→ Try it
Reproduce exactly the lines from the one containing "Target: decorative vase on shelf" through the last line of the data, both ends included.

→ Data for review
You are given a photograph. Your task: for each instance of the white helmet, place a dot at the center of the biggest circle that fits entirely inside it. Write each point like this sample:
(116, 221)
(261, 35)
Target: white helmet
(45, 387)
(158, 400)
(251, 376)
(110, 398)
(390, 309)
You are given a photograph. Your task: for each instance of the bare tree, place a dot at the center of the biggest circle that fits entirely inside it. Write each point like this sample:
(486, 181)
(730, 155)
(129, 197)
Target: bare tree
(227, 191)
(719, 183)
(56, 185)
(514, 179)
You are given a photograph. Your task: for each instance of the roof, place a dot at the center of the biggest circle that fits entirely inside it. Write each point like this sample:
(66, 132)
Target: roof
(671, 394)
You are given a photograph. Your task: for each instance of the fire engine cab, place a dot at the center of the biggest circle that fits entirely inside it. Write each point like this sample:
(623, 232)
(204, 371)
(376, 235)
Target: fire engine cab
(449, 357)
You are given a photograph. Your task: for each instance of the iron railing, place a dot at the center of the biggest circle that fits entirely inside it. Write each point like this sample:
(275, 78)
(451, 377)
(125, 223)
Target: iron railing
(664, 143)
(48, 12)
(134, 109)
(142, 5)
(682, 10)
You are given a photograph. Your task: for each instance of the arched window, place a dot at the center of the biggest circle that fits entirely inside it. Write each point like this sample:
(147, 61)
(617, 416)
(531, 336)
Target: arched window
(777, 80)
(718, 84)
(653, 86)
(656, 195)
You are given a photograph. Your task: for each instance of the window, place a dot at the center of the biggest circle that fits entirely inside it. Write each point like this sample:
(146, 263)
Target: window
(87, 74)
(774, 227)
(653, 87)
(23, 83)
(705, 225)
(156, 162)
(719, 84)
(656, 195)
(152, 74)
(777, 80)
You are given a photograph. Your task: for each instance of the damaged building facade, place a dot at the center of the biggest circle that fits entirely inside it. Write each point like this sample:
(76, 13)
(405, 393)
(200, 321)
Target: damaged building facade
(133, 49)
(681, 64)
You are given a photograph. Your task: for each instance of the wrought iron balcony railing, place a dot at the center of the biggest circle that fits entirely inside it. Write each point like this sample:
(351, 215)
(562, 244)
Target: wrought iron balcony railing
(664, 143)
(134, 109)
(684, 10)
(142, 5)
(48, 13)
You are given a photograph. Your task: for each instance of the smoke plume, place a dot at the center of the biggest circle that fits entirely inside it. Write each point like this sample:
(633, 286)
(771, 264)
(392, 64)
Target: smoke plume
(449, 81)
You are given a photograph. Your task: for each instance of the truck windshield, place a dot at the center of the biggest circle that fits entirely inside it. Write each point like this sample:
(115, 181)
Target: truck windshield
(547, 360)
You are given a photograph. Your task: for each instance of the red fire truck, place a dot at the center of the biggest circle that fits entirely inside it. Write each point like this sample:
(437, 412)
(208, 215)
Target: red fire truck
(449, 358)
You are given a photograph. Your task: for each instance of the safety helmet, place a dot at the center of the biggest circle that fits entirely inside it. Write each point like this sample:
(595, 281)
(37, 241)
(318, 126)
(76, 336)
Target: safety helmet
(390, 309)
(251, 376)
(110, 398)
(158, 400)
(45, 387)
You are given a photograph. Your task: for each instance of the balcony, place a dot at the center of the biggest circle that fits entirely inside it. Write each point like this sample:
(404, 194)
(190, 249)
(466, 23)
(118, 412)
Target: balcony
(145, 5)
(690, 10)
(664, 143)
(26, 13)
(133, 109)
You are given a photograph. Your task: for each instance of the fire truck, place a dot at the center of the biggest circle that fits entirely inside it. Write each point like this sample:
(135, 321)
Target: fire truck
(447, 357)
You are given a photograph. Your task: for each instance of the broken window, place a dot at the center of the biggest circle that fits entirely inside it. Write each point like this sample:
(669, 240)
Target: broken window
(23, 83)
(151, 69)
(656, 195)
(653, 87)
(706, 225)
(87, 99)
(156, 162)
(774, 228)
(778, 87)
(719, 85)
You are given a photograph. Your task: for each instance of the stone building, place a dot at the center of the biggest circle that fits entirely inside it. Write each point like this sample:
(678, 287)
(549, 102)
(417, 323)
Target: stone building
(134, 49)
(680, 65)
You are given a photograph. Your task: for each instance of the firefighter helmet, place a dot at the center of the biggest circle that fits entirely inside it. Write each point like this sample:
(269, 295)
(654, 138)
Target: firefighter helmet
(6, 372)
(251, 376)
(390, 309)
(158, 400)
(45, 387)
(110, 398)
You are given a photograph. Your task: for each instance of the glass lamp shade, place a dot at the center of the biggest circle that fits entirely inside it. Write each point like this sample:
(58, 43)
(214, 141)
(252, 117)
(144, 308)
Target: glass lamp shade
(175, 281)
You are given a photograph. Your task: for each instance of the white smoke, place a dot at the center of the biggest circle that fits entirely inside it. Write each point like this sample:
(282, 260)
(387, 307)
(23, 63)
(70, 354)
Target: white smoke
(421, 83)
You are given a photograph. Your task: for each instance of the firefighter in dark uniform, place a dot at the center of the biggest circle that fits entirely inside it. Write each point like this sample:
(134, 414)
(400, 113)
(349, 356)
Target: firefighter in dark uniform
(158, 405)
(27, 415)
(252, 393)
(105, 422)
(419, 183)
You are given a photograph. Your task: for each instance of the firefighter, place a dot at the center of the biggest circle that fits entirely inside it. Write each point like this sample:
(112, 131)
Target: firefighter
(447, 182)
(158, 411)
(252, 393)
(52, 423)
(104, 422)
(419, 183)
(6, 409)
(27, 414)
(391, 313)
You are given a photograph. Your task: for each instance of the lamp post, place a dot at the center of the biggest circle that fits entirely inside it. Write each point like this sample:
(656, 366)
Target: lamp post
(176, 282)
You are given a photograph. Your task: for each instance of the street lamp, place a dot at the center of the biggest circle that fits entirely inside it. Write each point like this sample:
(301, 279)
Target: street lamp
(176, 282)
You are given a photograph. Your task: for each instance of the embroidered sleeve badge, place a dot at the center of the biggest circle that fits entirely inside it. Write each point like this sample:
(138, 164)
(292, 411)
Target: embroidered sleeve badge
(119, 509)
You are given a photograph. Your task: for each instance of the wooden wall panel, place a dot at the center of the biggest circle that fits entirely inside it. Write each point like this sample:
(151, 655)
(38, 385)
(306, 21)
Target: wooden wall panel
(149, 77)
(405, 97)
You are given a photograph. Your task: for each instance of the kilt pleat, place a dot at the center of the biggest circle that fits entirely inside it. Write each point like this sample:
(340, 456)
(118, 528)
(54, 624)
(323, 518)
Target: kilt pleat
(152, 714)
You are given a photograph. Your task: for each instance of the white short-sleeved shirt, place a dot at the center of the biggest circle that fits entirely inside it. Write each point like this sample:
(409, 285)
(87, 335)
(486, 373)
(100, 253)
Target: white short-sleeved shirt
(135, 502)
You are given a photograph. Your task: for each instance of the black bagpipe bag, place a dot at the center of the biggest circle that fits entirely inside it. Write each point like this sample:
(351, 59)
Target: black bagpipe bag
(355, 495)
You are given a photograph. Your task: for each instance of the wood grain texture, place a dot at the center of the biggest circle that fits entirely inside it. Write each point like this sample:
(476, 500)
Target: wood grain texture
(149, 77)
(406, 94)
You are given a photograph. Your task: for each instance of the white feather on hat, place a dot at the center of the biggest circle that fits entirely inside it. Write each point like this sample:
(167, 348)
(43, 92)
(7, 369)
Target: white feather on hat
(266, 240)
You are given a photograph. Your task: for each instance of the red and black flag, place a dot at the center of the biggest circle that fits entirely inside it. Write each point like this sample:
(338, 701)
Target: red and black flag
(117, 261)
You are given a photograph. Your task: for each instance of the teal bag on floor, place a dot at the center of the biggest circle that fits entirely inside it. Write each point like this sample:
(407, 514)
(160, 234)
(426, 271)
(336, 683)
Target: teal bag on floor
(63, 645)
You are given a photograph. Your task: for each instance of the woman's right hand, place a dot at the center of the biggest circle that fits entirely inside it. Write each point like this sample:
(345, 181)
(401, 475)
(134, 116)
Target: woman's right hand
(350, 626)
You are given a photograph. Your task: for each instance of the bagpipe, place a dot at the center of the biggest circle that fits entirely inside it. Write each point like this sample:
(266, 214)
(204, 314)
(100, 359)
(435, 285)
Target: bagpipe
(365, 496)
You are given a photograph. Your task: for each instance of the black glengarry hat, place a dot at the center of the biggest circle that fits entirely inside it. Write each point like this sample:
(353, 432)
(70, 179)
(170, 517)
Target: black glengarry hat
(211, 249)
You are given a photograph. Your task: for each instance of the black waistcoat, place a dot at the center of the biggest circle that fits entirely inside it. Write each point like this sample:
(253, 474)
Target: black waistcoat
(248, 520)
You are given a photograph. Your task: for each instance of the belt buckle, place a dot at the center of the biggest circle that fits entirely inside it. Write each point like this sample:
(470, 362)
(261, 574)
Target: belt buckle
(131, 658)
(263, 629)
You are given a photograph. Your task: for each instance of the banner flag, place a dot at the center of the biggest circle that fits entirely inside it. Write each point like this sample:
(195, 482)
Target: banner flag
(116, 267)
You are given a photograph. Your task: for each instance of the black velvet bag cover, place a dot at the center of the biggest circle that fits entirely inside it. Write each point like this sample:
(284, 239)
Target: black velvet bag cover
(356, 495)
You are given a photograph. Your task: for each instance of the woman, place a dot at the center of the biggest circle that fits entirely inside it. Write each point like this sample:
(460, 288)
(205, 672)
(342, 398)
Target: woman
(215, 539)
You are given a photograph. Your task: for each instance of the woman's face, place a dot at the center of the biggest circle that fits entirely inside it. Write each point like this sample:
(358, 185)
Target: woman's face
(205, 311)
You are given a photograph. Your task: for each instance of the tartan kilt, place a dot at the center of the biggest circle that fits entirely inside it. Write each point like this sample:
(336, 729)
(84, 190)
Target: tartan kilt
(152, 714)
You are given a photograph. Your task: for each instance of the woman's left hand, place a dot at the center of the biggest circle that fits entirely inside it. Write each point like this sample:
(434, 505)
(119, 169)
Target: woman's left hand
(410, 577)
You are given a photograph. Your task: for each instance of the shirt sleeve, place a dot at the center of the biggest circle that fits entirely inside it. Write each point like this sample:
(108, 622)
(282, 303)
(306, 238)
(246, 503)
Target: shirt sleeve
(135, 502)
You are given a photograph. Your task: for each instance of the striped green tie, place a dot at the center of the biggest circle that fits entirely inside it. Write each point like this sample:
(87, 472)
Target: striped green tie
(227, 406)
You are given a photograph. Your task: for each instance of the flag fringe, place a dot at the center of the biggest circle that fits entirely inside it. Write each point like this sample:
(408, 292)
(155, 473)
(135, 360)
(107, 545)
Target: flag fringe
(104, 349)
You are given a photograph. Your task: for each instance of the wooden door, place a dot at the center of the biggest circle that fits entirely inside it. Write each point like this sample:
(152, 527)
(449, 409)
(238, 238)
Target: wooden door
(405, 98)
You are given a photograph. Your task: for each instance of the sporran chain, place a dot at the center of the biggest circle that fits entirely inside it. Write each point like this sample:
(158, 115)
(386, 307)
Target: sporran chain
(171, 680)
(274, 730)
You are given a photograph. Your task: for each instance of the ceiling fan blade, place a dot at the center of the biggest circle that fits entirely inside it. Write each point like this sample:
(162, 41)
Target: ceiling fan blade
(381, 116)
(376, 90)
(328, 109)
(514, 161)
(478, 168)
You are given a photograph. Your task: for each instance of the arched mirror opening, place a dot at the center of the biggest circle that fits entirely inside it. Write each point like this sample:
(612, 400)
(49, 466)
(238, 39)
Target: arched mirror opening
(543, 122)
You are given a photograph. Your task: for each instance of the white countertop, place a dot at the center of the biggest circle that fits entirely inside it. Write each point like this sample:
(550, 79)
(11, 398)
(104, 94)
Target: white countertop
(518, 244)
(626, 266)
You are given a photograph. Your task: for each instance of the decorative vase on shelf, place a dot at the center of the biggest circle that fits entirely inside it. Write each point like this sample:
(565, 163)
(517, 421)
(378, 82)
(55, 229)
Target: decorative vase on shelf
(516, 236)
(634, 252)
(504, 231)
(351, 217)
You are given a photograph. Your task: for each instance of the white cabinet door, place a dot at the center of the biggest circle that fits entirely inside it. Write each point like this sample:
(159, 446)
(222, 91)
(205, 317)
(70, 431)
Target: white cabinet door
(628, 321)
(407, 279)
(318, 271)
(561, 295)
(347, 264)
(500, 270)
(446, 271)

→ Response below
Target: decorative vase on shelf
(516, 236)
(634, 252)
(504, 231)
(351, 217)
You are given a photograph. Your task: for each instance of the white cabinet door, place a dot at the center of the biggest circle that fits entirely inside it. Write each point like this sample:
(159, 446)
(222, 91)
(205, 317)
(70, 431)
Target: white cabinet door
(628, 321)
(407, 279)
(318, 271)
(561, 295)
(347, 264)
(500, 270)
(446, 271)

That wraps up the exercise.